[Task to complete]: The records below are to be repeated in full, exactly as they are.

[Supplied information]:

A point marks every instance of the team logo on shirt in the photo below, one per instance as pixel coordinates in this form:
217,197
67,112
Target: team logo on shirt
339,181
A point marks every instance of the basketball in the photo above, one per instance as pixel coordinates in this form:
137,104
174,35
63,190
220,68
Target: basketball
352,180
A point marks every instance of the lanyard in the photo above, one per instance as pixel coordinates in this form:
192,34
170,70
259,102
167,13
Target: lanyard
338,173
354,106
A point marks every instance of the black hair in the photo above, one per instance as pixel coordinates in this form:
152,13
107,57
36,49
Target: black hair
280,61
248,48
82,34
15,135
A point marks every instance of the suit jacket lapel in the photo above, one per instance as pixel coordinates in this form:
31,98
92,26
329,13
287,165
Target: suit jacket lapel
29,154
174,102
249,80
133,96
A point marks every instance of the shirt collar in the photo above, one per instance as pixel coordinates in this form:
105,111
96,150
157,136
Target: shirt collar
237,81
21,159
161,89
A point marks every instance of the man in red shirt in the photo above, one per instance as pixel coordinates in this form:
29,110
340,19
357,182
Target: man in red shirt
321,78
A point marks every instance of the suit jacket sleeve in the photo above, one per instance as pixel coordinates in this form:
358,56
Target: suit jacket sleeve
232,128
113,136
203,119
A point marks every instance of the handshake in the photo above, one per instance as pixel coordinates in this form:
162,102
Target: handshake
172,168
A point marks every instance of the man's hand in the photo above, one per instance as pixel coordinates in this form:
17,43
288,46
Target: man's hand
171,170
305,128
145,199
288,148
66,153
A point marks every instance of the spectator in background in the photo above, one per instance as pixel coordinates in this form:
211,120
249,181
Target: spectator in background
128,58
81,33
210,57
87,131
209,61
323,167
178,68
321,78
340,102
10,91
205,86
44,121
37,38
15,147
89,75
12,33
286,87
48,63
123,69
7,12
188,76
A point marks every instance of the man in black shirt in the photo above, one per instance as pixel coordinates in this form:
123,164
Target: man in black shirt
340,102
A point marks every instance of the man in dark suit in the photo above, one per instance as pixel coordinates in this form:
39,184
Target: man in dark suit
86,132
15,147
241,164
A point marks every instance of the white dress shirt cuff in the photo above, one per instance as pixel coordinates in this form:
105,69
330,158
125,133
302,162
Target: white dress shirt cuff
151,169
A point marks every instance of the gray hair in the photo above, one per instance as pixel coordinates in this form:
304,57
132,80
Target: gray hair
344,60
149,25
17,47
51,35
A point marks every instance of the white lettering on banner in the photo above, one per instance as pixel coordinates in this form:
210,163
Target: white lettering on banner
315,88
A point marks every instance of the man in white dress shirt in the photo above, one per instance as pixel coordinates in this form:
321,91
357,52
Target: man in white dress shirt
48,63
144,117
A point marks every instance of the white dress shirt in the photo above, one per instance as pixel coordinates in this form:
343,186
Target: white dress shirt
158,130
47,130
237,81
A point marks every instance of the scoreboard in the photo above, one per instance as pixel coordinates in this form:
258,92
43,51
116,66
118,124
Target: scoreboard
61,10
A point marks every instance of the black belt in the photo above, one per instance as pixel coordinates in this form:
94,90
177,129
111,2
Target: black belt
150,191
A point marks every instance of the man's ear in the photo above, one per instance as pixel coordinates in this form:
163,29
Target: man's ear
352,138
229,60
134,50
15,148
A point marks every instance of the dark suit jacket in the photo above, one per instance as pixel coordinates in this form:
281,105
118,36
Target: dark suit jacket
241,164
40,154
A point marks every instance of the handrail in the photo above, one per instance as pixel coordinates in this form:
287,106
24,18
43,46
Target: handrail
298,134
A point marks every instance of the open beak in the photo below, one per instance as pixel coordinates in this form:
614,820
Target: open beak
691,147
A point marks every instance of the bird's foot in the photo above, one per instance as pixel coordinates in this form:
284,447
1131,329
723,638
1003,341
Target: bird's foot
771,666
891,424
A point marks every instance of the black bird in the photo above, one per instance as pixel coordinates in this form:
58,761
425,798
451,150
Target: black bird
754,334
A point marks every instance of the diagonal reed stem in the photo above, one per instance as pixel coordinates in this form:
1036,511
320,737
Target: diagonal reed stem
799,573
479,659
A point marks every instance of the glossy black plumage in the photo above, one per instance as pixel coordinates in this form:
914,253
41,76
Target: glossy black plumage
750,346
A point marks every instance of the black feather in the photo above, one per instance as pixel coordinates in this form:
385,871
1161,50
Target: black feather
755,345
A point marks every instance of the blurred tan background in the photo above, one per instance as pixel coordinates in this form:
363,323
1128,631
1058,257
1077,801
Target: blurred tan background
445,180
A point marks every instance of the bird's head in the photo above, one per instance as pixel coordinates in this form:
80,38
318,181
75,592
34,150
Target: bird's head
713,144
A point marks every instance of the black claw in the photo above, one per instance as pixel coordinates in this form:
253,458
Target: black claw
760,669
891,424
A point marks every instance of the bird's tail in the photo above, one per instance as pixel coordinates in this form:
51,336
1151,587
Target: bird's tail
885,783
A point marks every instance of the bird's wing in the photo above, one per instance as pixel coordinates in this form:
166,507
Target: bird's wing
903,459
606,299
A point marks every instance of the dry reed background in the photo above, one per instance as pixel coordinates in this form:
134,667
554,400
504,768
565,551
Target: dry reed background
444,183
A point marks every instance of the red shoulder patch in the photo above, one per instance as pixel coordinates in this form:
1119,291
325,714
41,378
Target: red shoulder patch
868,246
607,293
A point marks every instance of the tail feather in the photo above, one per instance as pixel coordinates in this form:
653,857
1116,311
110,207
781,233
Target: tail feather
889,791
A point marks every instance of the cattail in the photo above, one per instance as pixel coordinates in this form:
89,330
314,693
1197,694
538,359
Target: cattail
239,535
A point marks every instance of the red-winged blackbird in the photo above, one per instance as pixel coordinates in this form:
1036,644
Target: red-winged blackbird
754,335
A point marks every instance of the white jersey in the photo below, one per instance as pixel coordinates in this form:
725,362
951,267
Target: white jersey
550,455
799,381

[Answer to this task]:
A point marks every instance of the team logo on shirt in the photo below, one per instance as pixel coordinates in this form:
217,197
67,112
Target: team logo on shirt
339,181
A point marks every instance of the basketball in the photo above, one per instance as pixel coordinates in this form:
137,104
174,35
63,190
220,68
Target: basketball
352,180
A point marks every instance of the lanyard in the photo above, one per instance as pixel coordinates in this form:
192,34
170,70
259,102
167,13
Target: lanyard
338,173
354,106
A point marks every instance of the black hair in the photo above, one per instance as pixel coordinates in this form:
152,13
107,57
36,49
Target: black hair
280,61
248,48
82,34
15,135
A point marks every instance of the suit jacket lapel in the photo above, one per instance as pixel coordinates in this form:
31,98
92,26
329,13
287,165
Target: suit jacket lapel
29,154
174,102
249,80
133,96
A point marks every instance of the shirt collar in the photo above, one per instance as pixel coordinates in this form:
105,111
96,150
157,136
Target: shirt collar
237,81
21,159
161,89
A point marks every instance of the man in red shirt in the photo above, one per instance as pixel coordinates in this form:
29,110
340,19
357,182
Target: man in red shirt
321,78
A point marks every instance of the suit jacket sleeve in the photo above, one per instance as pixel coordinates in this form:
358,56
Target: suit jacket sleeve
232,128
113,136
203,119
A point marks every instance of the handshake in the photo above, one per instance as pixel coordinates in this form:
162,102
Target: handshake
172,168
A point marks every instance of the man's hand in the photo above, one per instance as pixel coordinates in this form:
17,43
288,46
Target: man's hand
171,170
305,128
145,199
288,148
66,153
A point marks every instance of the spectator in background in the photo above, one per instance as pixel coordinates in this form:
211,120
249,181
Target: spectator in background
128,58
81,33
210,57
87,131
209,61
323,167
178,68
321,78
340,102
10,91
205,86
44,121
37,38
15,147
89,75
12,33
286,87
48,63
123,69
7,12
188,76
A point marks every instance of the man in black shirt in the photo above, one per instance as pixel coordinates in this form:
123,164
Target: man in black shirt
340,102
A point marks every instance of the man in dark suit in the photo above, one per instance as pixel coordinates in this form:
39,184
Target: man in dark suit
86,132
15,147
241,164
A point marks every instance of the white dress shirt cuff in the photo above, one per instance as pixel coordinates in this form:
105,69
330,158
125,133
302,162
Target: white dress shirt cuff
151,169
A point marks every instance of the gray hair in the photo above, one per instance as pixel coordinates in this form:
304,57
132,80
Target: gray hair
344,60
149,25
17,47
51,35
A point marks every instance of the white lettering on banner in the photo above, one per instance as pixel coordinates in this form:
210,163
Target: white lettering on banner
315,88
A point marks every instance of the man in white dress shirt in the photo above, one per instance as pixel coordinates in this form:
321,91
357,52
Target: man in white dress shirt
48,63
144,117
A point marks every instance of the white dress shirt in the photo above, one per instance as pixel coordinates in this form:
343,186
Target: white dress shirt
158,130
47,130
237,81
A point marks every instance of the scoreboard in the photo above, one per instance as pixel coordinates in this form:
258,92
43,51
116,66
118,124
Target: scoreboard
61,10
A point marks every instance of the black belt in the photo above, one per instance as pixel coordinates in this form:
94,90
177,129
111,2
Target: black belt
150,191
A point marks every instance of the man's ear in the photo above, one per instance as pixel coordinates in this form:
163,29
Target: man's ear
352,138
229,60
134,50
15,148
A point marks every instance of the dark suit jacket in the photo above, one per instance as pixel coordinates in this form:
281,105
118,36
Target: dark suit jacket
241,164
40,154
A point marks every instance of the handrail in the photo above, one per instance as pixel coordinates in this form:
287,106
24,18
43,46
Target: handrail
298,134
A point marks every instance of the open beak in the photo below, one per instance as pixel coordinates in this form:
614,820
Target: open beak
691,147
A point marks every instance of the bird's foot in the photo above, one per instance as pixel coordinates in this form:
284,447
1131,329
723,638
1003,341
Target: bird's foot
771,666
891,424
A point marks every instance of the black bird in the photo above, one per instance as pixel coordinates in this form:
58,761
425,798
451,150
Target: black bird
754,334
A point marks every instance of the diagonal reed stem in the photo above, one per instance as pixel coordinates in this form:
1036,511
320,737
Target: diagonal reed stem
799,573
479,659
A point marks every instance of the glossy black plumage in the photo above, one per instance as pixel coordinates in this form:
914,253
41,76
Target: glossy black plumage
750,346
A point marks every instance of the black feather in the photo above, one per instance as pixel coordinates in this form:
385,871
1161,50
Target: black feather
755,345
A point marks every instance of the blurred tan background in the photo above, one per instance as pixel coordinates in this form:
363,323
1128,631
1058,257
1077,801
Target: blurred tan background
445,180
A point marks every instance of the bird's head in the photo above, one per instance as pixel coordinates in this form:
80,38
318,181
75,592
34,150
Target: bird's head
713,144
A point marks every instance of the black claw in the photo above, one per instance as pixel coordinates in this form:
253,458
Target: black claw
760,669
891,424
A point marks every instance of the bird's tail in the photo above, one per instance as pixel coordinates in this form:
51,336
1151,587
Target: bird's tail
885,783
A point marks every instance of the bird's wing in the photo above, one per instance as pixel coordinates in this form:
166,507
Target: bird's wing
903,459
606,299
A point marks every instance of the dry reed background in the photo above, one per instance as pixel coordinates in this form:
134,667
554,400
504,768
565,551
Target: dry reed background
444,183
A point marks every instance of the red shoulder patch in the photo above, one per instance as pixel coordinates in this form:
1119,291
325,714
41,378
Target: red shoulder patch
868,246
607,293
A point marks every instance of the tail feather in the photo above, one per instance as pixel coordinates in this form:
653,857
1116,311
110,207
781,233
Target: tail feather
889,791
A point marks every instance of the cattail in the photo above, one per instance as pixel coordinates in this form:
89,330
314,693
1197,694
538,359
Target: cattail
239,535
A point marks every instance of the red-winged blackbird in the photo above, one per instance as pixel coordinates in this form:
1036,644
Target: red-winged blackbird
754,335
A point marks every instance of the white jersey in the photo below, one per instance as pixel coordinates in this form:
725,362
951,267
Target: white jersey
550,455
799,381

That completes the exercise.